EXERCISE GOAL
Update the entries, starting at the line that contains "Where can you spot the rear wheel" and ending at the line that contains "pixel 148 195". Rewrite those lines with "spot" changed to "find", keep everything else the same, and leave out the pictures.

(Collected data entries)
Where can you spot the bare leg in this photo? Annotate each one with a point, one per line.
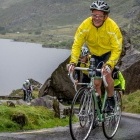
(98, 83)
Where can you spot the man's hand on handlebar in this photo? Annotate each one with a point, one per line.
(70, 67)
(106, 69)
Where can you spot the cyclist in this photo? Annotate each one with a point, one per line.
(27, 87)
(83, 62)
(104, 40)
(119, 81)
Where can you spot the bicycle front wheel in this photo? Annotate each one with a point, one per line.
(81, 115)
(112, 120)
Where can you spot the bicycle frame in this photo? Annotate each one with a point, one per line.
(88, 107)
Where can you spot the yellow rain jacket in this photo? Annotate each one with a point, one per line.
(99, 40)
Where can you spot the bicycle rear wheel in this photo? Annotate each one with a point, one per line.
(111, 120)
(81, 115)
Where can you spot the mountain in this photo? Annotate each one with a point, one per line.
(63, 16)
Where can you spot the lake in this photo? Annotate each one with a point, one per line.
(21, 60)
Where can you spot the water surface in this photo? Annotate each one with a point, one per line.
(20, 61)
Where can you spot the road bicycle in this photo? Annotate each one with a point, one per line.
(86, 112)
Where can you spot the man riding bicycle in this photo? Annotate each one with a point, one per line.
(27, 88)
(104, 40)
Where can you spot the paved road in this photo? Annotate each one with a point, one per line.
(129, 130)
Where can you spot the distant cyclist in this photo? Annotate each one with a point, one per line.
(27, 88)
(119, 81)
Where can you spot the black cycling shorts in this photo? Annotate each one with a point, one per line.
(100, 60)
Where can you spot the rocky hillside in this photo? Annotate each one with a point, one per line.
(28, 15)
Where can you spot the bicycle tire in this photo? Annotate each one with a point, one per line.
(112, 120)
(82, 114)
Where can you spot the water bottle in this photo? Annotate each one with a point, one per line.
(92, 67)
(99, 100)
(92, 63)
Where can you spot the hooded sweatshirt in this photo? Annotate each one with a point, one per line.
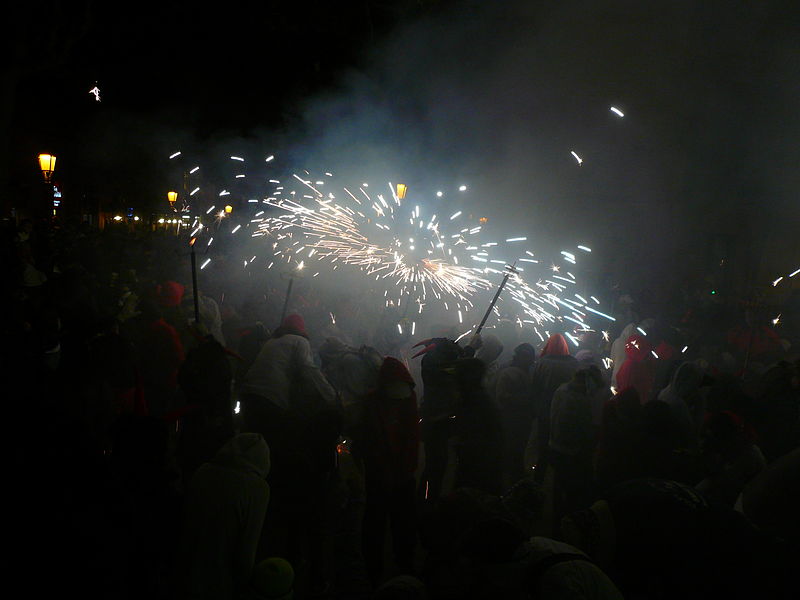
(638, 370)
(284, 368)
(226, 502)
(554, 368)
(390, 427)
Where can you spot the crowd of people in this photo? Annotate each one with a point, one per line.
(259, 455)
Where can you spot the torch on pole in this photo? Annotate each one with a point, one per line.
(291, 276)
(194, 283)
(510, 270)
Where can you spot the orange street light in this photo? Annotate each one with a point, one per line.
(47, 163)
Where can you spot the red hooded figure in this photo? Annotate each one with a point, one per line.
(556, 346)
(390, 437)
(638, 370)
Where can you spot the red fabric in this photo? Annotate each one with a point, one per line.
(556, 346)
(665, 351)
(295, 323)
(638, 370)
(392, 427)
(169, 293)
(165, 352)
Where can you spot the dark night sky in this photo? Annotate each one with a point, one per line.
(498, 93)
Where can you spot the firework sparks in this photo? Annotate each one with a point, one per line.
(392, 240)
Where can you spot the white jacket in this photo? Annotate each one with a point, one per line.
(285, 366)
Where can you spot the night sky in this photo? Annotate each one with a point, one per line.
(702, 167)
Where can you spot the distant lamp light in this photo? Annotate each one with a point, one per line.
(47, 163)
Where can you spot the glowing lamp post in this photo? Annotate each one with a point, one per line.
(47, 163)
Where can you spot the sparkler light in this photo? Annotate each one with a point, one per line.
(389, 236)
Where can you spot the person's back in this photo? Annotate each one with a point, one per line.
(555, 367)
(226, 502)
(479, 430)
(284, 366)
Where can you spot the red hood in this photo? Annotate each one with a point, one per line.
(637, 348)
(394, 370)
(556, 346)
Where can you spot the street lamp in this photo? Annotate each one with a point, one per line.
(47, 163)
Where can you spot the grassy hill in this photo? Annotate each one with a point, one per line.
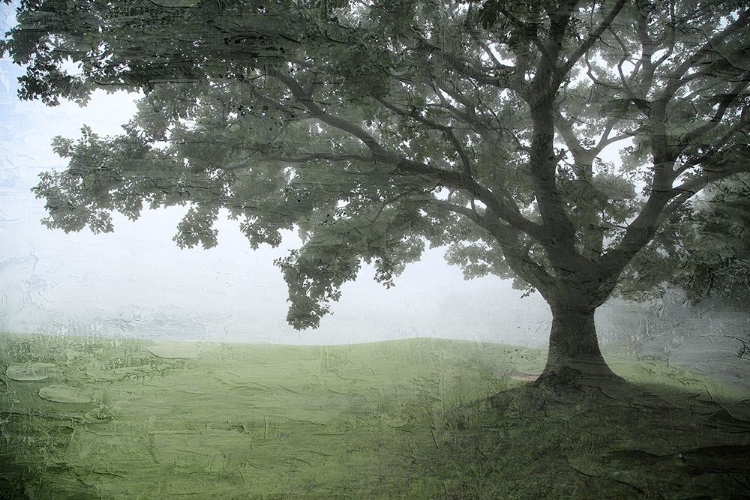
(116, 418)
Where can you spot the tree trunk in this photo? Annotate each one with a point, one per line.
(573, 345)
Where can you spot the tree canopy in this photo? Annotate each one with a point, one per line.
(376, 126)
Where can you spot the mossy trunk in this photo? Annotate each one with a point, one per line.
(573, 345)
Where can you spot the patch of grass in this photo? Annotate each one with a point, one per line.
(420, 418)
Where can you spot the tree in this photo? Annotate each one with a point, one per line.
(374, 127)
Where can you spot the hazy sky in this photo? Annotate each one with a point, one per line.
(136, 281)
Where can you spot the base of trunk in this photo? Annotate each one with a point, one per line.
(576, 374)
(574, 357)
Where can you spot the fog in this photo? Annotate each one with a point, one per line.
(137, 282)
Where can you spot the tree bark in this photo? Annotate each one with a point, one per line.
(573, 344)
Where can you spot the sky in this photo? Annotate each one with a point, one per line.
(137, 282)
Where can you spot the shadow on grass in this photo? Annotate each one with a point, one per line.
(621, 441)
(412, 419)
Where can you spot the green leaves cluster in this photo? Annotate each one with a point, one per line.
(374, 128)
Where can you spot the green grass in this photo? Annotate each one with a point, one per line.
(403, 419)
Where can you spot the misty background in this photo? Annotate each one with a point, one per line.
(137, 282)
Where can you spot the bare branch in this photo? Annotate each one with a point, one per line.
(677, 77)
(593, 36)
(724, 103)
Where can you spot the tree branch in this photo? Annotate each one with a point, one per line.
(593, 36)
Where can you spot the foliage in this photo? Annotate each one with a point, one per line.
(374, 127)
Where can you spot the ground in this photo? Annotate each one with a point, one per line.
(422, 418)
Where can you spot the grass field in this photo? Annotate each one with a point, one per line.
(101, 418)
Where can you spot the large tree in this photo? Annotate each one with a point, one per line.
(376, 126)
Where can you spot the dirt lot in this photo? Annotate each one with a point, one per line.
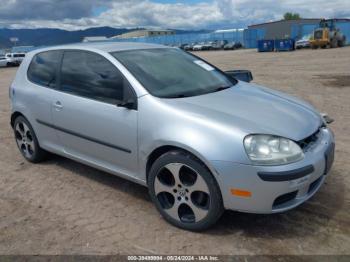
(63, 207)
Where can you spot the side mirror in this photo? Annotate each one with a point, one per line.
(242, 75)
(129, 104)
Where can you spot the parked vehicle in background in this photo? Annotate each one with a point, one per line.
(182, 46)
(328, 35)
(198, 47)
(233, 46)
(304, 42)
(15, 59)
(189, 47)
(217, 45)
(4, 61)
(198, 138)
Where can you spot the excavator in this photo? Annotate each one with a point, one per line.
(327, 35)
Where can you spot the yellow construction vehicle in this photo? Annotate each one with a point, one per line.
(327, 35)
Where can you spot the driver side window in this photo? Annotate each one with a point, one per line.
(92, 76)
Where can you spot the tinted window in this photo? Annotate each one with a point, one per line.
(92, 76)
(42, 69)
(169, 72)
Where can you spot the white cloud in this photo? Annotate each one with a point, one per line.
(217, 13)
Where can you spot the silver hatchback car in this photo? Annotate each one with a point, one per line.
(198, 138)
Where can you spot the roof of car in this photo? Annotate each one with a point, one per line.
(106, 46)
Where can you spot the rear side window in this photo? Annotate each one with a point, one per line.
(43, 68)
(92, 76)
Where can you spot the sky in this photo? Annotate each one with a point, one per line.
(171, 14)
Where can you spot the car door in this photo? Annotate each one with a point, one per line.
(43, 75)
(89, 124)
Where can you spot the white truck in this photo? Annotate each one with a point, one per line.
(14, 59)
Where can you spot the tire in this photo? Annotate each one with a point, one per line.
(334, 43)
(184, 191)
(27, 141)
(341, 43)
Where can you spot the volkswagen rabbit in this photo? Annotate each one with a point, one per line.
(201, 140)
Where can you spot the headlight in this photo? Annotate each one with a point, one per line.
(272, 150)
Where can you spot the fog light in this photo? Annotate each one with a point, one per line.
(241, 193)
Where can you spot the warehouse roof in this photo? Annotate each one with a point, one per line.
(283, 21)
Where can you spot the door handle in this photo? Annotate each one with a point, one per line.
(58, 105)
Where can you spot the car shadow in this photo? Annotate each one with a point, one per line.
(308, 218)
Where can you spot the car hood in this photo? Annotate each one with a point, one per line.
(254, 109)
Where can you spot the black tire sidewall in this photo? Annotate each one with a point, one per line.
(38, 152)
(216, 205)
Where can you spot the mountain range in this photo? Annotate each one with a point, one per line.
(48, 36)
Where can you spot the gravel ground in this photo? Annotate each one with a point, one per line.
(63, 207)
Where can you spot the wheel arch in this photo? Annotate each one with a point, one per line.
(14, 115)
(160, 150)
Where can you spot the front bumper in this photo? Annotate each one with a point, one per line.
(286, 186)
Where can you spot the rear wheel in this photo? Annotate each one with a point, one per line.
(341, 43)
(26, 141)
(334, 43)
(184, 191)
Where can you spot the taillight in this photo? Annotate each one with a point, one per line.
(11, 91)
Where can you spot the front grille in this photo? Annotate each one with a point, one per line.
(306, 142)
(319, 34)
(314, 184)
(284, 198)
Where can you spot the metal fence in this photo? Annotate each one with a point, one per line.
(234, 36)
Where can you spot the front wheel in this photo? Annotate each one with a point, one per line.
(26, 140)
(184, 191)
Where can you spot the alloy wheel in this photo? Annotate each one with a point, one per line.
(182, 193)
(24, 139)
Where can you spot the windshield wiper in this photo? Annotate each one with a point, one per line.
(220, 88)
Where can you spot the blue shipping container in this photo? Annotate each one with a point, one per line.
(284, 45)
(266, 45)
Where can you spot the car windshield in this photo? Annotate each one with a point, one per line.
(172, 73)
(306, 37)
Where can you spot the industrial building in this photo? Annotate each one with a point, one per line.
(294, 29)
(145, 33)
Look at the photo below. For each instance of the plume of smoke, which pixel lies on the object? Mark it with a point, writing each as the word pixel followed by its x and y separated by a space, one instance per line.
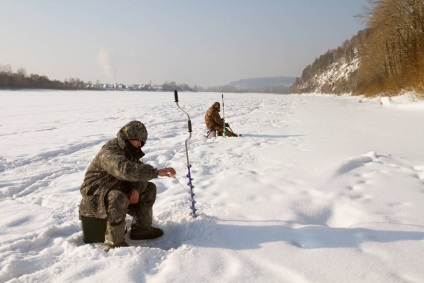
pixel 105 59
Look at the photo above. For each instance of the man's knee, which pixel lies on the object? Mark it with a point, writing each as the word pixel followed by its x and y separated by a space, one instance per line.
pixel 117 203
pixel 148 195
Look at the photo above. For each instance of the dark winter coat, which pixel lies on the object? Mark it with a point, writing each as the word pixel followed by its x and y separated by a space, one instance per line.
pixel 212 118
pixel 117 166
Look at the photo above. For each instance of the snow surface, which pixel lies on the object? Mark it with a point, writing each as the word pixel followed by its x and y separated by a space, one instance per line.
pixel 318 189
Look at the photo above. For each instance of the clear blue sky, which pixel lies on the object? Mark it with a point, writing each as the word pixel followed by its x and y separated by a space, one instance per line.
pixel 198 42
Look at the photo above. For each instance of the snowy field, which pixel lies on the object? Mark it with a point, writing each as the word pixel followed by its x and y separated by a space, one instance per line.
pixel 318 189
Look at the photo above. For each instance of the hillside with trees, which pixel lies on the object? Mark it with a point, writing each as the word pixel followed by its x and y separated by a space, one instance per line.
pixel 387 57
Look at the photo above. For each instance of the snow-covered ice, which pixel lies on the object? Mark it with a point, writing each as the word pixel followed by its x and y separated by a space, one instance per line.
pixel 318 189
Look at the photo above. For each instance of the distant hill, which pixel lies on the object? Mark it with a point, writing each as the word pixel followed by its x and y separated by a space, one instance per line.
pixel 264 84
pixel 259 83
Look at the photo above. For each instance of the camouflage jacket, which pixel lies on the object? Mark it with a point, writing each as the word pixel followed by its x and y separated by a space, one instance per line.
pixel 117 166
pixel 212 118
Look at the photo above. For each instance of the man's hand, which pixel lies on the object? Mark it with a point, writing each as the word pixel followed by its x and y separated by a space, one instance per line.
pixel 134 195
pixel 167 172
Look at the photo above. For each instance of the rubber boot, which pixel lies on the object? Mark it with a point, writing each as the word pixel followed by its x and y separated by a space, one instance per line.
pixel 141 226
pixel 115 235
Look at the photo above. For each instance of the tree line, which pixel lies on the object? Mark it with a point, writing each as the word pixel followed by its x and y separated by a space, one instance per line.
pixel 390 52
pixel 392 58
pixel 20 79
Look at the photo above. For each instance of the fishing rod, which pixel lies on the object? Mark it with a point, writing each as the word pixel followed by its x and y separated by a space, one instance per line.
pixel 223 116
pixel 190 184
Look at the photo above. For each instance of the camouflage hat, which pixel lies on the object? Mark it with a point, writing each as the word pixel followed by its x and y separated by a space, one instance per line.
pixel 134 130
pixel 216 105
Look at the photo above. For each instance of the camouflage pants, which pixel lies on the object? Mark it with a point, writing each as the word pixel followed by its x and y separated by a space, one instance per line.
pixel 118 205
pixel 220 131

REPLY TO THE EXERCISE
Where can you find the rear wheel in this photo? Annotate each one with a point, one per line.
(341, 43)
(26, 141)
(334, 43)
(184, 191)
Where can you find the taillight in this photo? Annotate each one with a point, one per line.
(11, 91)
Where can you find the front grille in this photo? Annotate each one with a point, one per line.
(306, 142)
(319, 34)
(314, 184)
(284, 198)
Where can you find the metal fence in this photo? Annotate each one with a point, one per line.
(234, 36)
Where can you find the front wheel in this photo? Annotate each one with a point, one per line.
(26, 140)
(184, 191)
Where can you find the alloy wheel in this photo? Annotate each one with a point, one per line.
(182, 193)
(24, 139)
Where can you find the windshield wiper in this photo? Annotate each one with a point, one per line.
(220, 88)
Where can you find the blue shipping container in this photo? Annotate each one with a point, one per line.
(284, 45)
(266, 45)
Where can you find the car windshield in this photo? Annotate each one with a point, one per line.
(172, 73)
(306, 37)
Where can you find the industrial building in this photo? Annotate each one with a point, one per line.
(294, 29)
(145, 33)
Look at the photo below. For each instance of the plume of smoke, which pixel lies on the object? Mark it with a point, writing each as the word pixel followed by its x and y separated by a space, one instance per line.
pixel 105 59
Look at the photo above. For each instance of the man's knee, which pixel lies on the object? Mark it with a point, writing each as the word pixel followed by its x and y separated by a space, one instance per line.
pixel 117 203
pixel 148 195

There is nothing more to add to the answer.